┌──

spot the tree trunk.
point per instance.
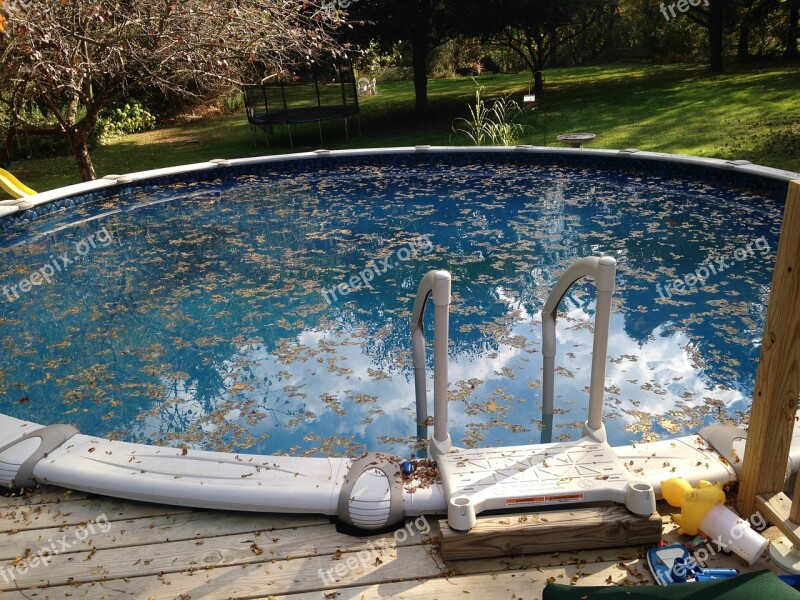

└──
┌──

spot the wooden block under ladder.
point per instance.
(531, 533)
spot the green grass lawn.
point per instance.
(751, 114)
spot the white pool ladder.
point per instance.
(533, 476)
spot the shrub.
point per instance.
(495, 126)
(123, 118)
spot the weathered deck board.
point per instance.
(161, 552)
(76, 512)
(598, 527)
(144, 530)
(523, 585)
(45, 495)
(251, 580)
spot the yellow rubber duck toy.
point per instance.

└──
┌──

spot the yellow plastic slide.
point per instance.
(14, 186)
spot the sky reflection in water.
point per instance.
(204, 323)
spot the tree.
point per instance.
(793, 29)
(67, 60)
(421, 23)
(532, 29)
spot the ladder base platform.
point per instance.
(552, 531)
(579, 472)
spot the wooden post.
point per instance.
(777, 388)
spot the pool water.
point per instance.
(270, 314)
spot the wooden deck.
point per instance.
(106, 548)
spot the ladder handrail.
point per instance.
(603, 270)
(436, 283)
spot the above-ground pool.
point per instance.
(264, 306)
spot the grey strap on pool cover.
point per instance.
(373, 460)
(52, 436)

└──

Please show each line of the records that contains the word "wooden". Case counts.

> SOLUTION
spot the wooden block under ladder.
spot the wooden post.
spot the wooden deck.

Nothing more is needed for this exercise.